__WHAT TO PRODUCE__
Repeat word for word the part of the homeschooling passage that begins at the words "While some homeschooling" and stops after "a tennis scholarship.".

##### PROVIDED PASSAGE #####

While some homeschooling families embrace all things alternative with pattern- book perfection, 53-year-old Anita Loganathan in Bangalore, chose homeschooling because of her disenchantment with alternative schooling. When her son Manu was 12, Anita says, his school which does not believe in rewards or punishment, asked her to stop him from playing competitive sports. Mother and son balked because Manu was passionate about tennis and one of the best players in the circuit. Negotiations ended with Anita pulling Manu out of school. Now 21, he’s in an American university on a tennis scholarship.

Anita says that as one of the earliest homeschooling mothers in Bangalore she had few resources. On her own, she settled on arranging a bunch of tutors who agreed to teach Manu between tennis practice. One tutor insisted that he get tested to prove that he did not have a learning disability.

##### DATA #####

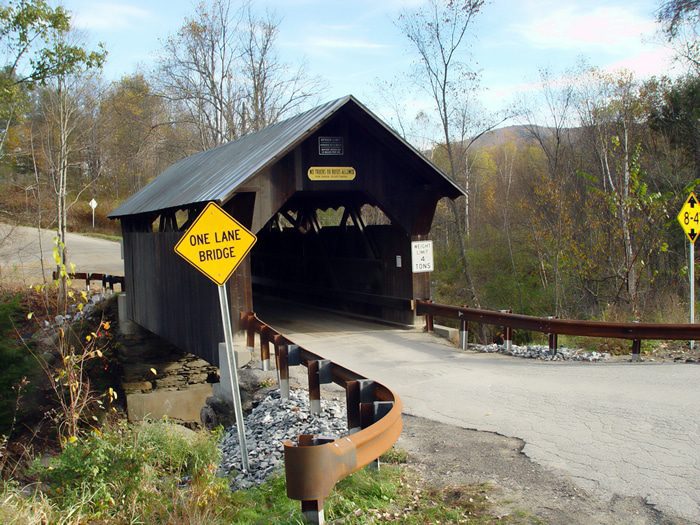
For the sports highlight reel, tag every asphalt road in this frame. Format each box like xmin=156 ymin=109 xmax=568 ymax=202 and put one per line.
xmin=0 ymin=224 xmax=124 ymax=285
xmin=0 ymin=224 xmax=700 ymax=523
xmin=256 ymin=305 xmax=700 ymax=523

#####

__ANSWER BOX__
While some homeschooling families embrace all things alternative with pattern- book perfection, 53-year-old Anita Loganathan in Bangalore, chose homeschooling because of her disenchantment with alternative schooling. When her son Manu was 12, Anita says, his school which does not believe in rewards or punishment, asked her to stop him from playing competitive sports. Mother and son balked because Manu was passionate about tennis and one of the best players in the circuit. Negotiations ended with Anita pulling Manu out of school. Now 21, he’s in an American university on a tennis scholarship.